#### Extract to read
Substantial Changes in Working Conditions
- EU Directive. If the transfer involves a substantial change in working conditions to the detriment of an employee and the employee resigns in response, the employer is nonetheless regarded as having been responsible for the termination and the employee may under national law be entitled to severance benefits.
- Belgium. If the transfer involves a substantial change in working conditions to the detriment of an employee and the employee resigns in response, the employer is nonetheless regarded as having been responsible for the termination (constructive dismissal) and the employee may be entitled to severance benefits.
- France. The rule pursuant to which the employer remains responsible for the termination of employment in case the transfer involves a substantial change in working conditions to the detriment of an employee and the employment is terminated has not specifically been implemented under French law. However, general rules of French law tend to the same purpose since a refusal by an employee of a change in its working conditions does not allow the employer to consider that the employee has resigned but rather requires the employer to initiate a dismissal procedure.
- Germany. German law does not provide for an obligation to pay severance, even if the working conditions are subject to substantial changes to the detriment of the employee. Instead, the employee has a right to object to the transfer (see “Right to Object to the Transfer” below). Once the employee is transferred, there is no entitlement to severance benefits in case of a resignation. However, in case the transfer of undertaking involves a change in the business operation (Betriebsänderung) (e.g., a relocation or separation of the business operation), the works council may be entitled to demand negotiations on a reconciliation of interests and a social plan, under which the transferring employees may be entitled to compensation for any financial disadvantages of such change in business operation.
- Italy. As a general principle, employees continue to be employed by the transferee on the same terms and conditions on which they were employed by the transferor. The transferee cannot unilaterally change the terms of any existing employment agreement. Any reduction in employees’ rights must either be negotiated with works council in the context of the consultation procedure (see “Obligation to Consult”) or be subject of individual waivers signed before the labor authorities.
- UK. Changes made to the contractual terms of employees’ employment will generally be void and unenforceable by an employer1 if (i) the transfer is the sole or principal reason for the change, and (ii) the employer cannot show that the change was made as a result of an economic, technical or organizational reason entailing changes in the workforce. This rule is relaxed where the transfer is taking place in the context of the transferor’s insolvency. If the transfer involves a substantial change in working conditions to the detriment of an employee and the employee resigns in response prior to the transfer, the employee will be treated as having been dismissed and may be entitled to remedies for unfair dismissal.
Right to Object to the Transfer
- EU Directive. It is for the EU Member States to determine the implication of an employee deciding not to continue to work for the transferee.
- Belgium. In the absence of a substantial changes in working conditions (see “Substantial Changes in Working Conditions” above), an employee who decides not to continue to work for the transferee is deemed to have resigned. An employee cannot be forced to transfer.
- France. French rules on the transfer of undertaking do not permit to the employees to object to the transfer of their employment agreement. The transfer is an obligation for the transferor, the transferee as well as for the employee.

#### Directive A
Print everything in the entries from the line containing "Put a marker on each instance of the dry" down to the last line of the entries, with both of those lines included, word for word.
The entries have nothing to do with the text on employee transfers.

#### Records to use

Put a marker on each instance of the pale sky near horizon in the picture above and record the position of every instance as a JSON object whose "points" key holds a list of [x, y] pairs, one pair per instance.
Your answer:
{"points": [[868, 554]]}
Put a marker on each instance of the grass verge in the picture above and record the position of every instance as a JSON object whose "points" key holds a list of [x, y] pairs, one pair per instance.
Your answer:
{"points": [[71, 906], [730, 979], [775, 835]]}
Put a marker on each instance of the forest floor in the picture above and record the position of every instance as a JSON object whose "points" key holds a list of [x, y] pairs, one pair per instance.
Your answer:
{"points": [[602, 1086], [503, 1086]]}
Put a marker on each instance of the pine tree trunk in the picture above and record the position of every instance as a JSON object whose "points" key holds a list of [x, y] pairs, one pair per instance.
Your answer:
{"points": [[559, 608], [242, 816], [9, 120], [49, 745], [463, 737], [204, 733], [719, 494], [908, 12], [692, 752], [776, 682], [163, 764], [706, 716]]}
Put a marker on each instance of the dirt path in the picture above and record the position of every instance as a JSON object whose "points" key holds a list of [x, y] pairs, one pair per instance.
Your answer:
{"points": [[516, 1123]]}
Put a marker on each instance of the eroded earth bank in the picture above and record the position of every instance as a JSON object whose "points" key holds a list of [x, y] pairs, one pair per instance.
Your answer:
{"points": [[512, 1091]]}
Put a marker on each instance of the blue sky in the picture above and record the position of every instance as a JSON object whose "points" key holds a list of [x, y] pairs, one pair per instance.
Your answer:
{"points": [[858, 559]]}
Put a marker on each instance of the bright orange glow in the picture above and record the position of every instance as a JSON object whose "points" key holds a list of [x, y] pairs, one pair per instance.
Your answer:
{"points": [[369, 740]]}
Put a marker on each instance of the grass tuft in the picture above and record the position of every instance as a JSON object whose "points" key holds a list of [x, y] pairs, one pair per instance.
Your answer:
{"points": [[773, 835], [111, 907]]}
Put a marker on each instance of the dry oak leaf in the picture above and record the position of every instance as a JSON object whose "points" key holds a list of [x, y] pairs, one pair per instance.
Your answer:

#### Directive B
From the text on employee transfers, write out everything from "- UK. Changes" down to "for the transferee." again, replacing "insolvency" with "bankruptcy".

#### Exercise output A
Put a marker on each instance of the dry oak leaf in the picture above and record the position of every instance as a JSON object whose "points" key holds a list of [x, y] pairs, one pair per instance.
Your answer:

#### Exercise output B
- UK. Changes made to the contractual terms of employees’ employment will generally be void and unenforceable by an employer1 if (i) the transfer is the sole or principal reason for the change, and (ii) the employer cannot show that the change was made as a result of an economic, technical or organizational reason entailing changes in the workforce. This rule is relaxed where the transfer is taking place in the context of the transferor’s bankruptcy. If the transfer involves a substantial change in working conditions to the detriment of an employee and the employee resigns in response prior to the transfer, the employee will be treated as having been dismissed and may be entitled to remedies for unfair dismissal.
Right to Object to the Transfer
- EU Directive. It is for the EU Member States to determine the implication of an employee deciding not to continue to work for the transferee.